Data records
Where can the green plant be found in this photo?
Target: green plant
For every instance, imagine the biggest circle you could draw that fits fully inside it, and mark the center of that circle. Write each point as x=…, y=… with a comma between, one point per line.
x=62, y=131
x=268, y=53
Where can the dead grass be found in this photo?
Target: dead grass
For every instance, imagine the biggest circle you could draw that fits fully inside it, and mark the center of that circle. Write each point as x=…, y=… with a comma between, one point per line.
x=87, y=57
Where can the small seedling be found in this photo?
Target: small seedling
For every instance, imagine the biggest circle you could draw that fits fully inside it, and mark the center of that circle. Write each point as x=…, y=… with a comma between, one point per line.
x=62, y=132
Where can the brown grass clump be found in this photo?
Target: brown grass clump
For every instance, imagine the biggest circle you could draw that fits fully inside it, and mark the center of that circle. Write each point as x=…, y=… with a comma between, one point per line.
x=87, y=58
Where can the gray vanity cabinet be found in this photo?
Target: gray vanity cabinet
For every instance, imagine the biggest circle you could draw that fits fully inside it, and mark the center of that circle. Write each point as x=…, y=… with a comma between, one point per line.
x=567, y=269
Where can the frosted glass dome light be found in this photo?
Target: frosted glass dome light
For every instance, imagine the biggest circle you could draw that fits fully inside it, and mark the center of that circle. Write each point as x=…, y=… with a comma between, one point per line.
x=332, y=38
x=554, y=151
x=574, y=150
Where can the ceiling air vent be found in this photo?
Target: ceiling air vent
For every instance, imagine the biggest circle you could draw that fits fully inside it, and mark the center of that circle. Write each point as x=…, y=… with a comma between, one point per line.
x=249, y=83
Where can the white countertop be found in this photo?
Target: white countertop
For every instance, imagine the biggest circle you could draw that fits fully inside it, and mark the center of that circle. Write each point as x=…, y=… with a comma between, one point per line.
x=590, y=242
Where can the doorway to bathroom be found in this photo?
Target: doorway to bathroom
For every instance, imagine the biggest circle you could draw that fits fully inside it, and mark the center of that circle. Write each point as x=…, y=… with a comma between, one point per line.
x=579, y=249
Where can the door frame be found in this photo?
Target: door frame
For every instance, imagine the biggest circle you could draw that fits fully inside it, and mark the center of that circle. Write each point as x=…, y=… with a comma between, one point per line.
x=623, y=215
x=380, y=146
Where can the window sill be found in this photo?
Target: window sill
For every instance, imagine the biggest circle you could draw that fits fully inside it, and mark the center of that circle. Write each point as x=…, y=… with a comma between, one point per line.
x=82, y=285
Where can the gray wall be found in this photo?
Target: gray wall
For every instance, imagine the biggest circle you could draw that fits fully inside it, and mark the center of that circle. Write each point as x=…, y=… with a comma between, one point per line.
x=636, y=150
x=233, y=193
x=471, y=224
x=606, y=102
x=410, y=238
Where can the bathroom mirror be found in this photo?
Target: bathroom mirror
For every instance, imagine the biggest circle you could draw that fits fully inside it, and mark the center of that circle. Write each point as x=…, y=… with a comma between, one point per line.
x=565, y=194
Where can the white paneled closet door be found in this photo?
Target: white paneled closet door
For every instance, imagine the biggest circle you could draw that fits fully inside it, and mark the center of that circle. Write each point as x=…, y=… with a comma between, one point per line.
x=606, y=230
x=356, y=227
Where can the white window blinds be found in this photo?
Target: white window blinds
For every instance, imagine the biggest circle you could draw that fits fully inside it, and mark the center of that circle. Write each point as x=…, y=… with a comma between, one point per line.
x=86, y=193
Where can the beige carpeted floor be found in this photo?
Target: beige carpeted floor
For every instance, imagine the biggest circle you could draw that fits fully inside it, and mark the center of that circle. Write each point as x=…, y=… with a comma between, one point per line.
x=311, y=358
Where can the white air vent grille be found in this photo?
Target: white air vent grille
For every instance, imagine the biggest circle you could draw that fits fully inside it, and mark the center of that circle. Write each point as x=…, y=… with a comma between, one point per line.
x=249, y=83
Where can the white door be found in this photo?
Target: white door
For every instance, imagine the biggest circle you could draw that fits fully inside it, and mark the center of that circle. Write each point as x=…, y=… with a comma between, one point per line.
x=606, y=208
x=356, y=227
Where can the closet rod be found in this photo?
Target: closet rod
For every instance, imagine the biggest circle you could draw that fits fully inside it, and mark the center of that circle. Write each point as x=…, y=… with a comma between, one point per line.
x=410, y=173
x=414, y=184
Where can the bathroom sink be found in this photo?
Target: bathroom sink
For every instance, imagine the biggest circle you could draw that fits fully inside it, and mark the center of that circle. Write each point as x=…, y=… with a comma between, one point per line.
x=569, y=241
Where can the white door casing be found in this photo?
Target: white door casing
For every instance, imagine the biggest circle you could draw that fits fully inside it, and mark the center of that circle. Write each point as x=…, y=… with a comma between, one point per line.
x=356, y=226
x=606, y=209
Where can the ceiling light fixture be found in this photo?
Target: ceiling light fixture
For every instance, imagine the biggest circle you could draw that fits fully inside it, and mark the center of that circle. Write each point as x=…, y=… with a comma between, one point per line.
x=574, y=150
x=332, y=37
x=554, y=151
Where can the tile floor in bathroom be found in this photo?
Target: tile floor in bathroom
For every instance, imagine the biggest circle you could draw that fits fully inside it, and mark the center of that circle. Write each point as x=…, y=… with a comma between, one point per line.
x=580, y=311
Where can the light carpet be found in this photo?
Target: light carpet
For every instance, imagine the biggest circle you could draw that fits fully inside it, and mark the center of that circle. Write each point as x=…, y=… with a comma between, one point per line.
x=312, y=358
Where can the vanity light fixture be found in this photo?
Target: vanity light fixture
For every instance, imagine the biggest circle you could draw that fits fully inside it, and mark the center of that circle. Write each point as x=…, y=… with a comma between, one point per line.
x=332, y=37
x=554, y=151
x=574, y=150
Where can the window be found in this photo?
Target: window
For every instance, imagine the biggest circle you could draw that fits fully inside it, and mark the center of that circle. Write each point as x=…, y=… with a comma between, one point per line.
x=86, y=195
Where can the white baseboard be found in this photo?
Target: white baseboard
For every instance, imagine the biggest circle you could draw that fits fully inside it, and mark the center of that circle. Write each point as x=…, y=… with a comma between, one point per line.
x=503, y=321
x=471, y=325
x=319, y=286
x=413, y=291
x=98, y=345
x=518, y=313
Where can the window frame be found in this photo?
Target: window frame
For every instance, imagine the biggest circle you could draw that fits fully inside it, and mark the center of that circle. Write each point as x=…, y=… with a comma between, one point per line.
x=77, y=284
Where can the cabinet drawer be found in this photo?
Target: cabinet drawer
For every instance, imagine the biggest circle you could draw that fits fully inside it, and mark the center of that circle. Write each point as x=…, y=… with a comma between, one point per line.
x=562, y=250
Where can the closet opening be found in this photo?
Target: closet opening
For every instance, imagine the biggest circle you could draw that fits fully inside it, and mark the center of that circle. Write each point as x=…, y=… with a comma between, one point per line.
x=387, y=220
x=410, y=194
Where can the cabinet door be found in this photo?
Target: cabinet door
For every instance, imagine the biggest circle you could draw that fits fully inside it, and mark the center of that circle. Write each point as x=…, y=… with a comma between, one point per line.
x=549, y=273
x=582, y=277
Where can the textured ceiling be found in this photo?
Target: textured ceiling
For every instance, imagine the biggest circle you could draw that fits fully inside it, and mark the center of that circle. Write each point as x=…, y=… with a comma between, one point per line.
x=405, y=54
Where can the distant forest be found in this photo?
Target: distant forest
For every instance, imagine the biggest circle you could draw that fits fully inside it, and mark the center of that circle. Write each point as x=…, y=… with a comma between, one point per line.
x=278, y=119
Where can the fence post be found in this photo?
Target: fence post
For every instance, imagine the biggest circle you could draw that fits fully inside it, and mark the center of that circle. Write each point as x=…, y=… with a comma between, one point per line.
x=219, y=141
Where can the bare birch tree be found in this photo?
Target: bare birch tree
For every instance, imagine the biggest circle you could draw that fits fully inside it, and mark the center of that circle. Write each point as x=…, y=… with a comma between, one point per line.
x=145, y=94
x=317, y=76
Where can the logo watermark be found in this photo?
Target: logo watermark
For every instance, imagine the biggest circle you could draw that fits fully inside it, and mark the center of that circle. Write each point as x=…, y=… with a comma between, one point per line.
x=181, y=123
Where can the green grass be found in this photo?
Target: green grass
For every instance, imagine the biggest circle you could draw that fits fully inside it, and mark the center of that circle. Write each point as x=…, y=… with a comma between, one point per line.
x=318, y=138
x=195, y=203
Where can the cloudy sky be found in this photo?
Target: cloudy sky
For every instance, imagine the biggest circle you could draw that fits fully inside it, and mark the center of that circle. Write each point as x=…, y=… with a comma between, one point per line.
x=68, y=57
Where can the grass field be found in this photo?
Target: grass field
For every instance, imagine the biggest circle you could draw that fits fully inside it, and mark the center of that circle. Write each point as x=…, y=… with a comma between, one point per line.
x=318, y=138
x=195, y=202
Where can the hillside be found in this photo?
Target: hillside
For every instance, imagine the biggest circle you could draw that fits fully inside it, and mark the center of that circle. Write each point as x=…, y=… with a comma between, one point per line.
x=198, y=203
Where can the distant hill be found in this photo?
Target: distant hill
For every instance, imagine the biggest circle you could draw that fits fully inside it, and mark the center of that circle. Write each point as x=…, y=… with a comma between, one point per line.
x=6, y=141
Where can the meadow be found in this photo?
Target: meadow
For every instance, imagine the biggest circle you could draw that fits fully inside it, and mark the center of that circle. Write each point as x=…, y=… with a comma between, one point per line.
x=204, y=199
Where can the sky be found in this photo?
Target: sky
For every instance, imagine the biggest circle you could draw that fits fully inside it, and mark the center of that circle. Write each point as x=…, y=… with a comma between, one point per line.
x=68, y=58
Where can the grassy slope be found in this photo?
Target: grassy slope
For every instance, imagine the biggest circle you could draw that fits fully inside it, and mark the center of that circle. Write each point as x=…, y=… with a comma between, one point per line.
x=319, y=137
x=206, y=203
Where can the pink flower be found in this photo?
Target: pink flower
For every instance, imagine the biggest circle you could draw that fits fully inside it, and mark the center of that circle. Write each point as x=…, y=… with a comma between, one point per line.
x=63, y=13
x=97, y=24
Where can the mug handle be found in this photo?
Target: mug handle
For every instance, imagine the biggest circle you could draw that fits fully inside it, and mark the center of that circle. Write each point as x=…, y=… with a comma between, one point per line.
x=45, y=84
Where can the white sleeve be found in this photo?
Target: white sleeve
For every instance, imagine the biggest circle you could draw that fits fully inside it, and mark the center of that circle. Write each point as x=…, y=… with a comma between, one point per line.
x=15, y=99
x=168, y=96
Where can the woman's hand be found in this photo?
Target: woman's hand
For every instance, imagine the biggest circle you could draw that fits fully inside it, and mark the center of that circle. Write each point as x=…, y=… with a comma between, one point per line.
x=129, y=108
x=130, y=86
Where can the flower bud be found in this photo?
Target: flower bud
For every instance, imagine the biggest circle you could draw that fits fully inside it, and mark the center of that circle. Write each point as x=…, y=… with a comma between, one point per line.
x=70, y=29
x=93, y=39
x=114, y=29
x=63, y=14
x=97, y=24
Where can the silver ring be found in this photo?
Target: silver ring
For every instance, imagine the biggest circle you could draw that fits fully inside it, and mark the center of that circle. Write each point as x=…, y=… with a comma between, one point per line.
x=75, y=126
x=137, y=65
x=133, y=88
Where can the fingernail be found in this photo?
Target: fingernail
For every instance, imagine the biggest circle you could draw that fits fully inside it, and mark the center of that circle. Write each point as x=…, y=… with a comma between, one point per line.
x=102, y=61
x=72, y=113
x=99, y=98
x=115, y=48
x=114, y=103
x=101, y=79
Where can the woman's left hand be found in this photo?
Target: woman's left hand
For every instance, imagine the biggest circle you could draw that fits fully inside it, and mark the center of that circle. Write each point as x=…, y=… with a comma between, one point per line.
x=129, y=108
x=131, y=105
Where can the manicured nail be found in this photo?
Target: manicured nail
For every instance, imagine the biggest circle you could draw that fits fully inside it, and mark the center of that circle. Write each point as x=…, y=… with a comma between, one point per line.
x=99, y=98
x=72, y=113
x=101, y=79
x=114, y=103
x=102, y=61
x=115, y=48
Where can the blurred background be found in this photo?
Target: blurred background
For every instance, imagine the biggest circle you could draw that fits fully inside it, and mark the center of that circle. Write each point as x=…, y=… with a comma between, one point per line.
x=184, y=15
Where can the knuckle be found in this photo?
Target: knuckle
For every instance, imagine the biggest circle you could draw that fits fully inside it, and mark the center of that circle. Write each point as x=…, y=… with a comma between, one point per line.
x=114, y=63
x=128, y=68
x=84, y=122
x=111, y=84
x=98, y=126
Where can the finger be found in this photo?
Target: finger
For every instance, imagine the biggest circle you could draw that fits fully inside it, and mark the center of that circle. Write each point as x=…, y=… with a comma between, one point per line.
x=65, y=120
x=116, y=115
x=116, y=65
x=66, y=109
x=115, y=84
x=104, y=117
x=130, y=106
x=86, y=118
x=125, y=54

**Problem details:** One inclusive range is required: first line of the data through the line containing "Target: gray vanity cabinet". Set it down exactly and output nothing else.

**Exercise response:**
Where can the green plant be found in this photo?
Target: green plant
For every instance, imagine the biggest circle you could draw that fits fully inside it, and mark the center of that circle. Write each point as x=…, y=… with a comma between, one point per line.
x=62, y=131
x=268, y=53
Where can the dead grass be found in this photo?
Target: dead grass
For every instance, imagine the biggest circle you could draw that fits fully inside it, and mark the center of that circle. Write each point as x=…, y=… with a comma between, one point per line.
x=87, y=57
Where can the small seedling be found in this photo?
Target: small seedling
For every instance, imagine the biggest circle you could draw that fits fully inside it, and mark the center of that circle. Write each point as x=…, y=… with a comma between, one point per line.
x=62, y=132
Where can the brown grass clump be found in this photo?
Target: brown grass clump
For every instance, imagine the biggest circle you could draw that fits fully inside it, and mark the center of that circle. Write each point as x=…, y=… with a comma between, one point per line.
x=87, y=58
Where can the gray vanity cabinet be found in this photo?
Target: gray vanity cabinet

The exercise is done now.